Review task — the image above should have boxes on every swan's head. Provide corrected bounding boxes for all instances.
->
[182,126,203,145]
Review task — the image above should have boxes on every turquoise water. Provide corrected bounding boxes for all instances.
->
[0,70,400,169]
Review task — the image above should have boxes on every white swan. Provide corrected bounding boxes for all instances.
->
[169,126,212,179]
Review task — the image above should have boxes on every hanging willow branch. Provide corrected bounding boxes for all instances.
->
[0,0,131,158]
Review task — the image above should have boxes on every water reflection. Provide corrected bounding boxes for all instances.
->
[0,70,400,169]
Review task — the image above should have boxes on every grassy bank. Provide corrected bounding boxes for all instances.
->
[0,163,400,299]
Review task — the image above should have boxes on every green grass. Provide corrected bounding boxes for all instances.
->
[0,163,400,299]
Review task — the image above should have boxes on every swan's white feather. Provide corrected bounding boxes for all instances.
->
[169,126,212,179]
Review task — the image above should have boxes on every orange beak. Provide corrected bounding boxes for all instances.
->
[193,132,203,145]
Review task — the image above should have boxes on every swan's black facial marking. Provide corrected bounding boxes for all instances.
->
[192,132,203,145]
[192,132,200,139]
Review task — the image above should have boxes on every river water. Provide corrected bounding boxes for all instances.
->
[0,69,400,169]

#####

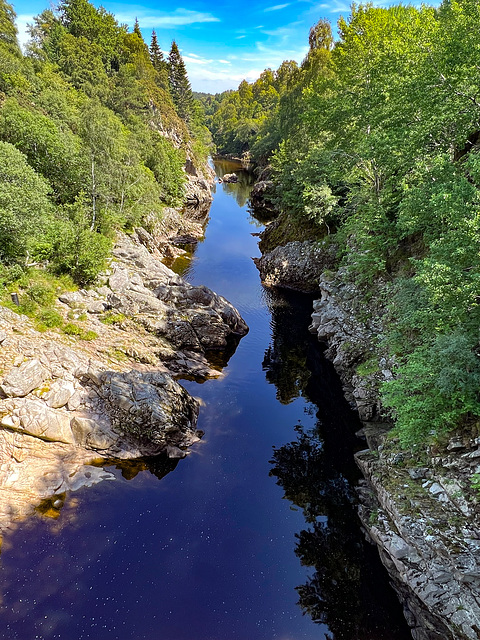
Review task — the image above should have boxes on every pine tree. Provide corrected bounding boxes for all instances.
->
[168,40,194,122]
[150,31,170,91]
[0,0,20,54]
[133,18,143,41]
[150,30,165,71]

#####

Given problem =
Show, in full, each line of the records in which the word "task" appears.

Result below =
Review task — the image above should have boxes on every swan's head. Provide corrected bounding boxes for all instances.
Review task — the image above should have boxes on every turquoise water. Provide corrected bounding boxes for all instances.
Review task — the image above should have boxes on every white swan. Provide corrected bounding boxes for all instances.
Review task — the image above should have boxes on every hanging willow branch. Provide corrected bounding boxes for all instances.
Review task — the image above should have boxes on every water reflection. Provide corrected bounding boxes for all instances.
Review task — the image above should have boxes on every grassy bank. Provide corrected bounding boxes for all instances.
Review task — the image above should have boxes on every green grass. Provide corrected bounding boxes for all instances.
Review task — the image above should have boxes on every swan's white feather. Provide corrected bounding boxes for all instances.
Review task — the image above should have boxes on every orange beak. Provide corrected bounding boxes for all instances.
Review task — the image above should have boxes on every swan's black facial marking. Provide corrected bounding boxes for all instances.
Review task — the image above should have boxes on every river water. Provide corrected bounding boxes for all instances.
Review task — the image above should have boxes on every pine tree. Provide corrected bounding boxes for all instances.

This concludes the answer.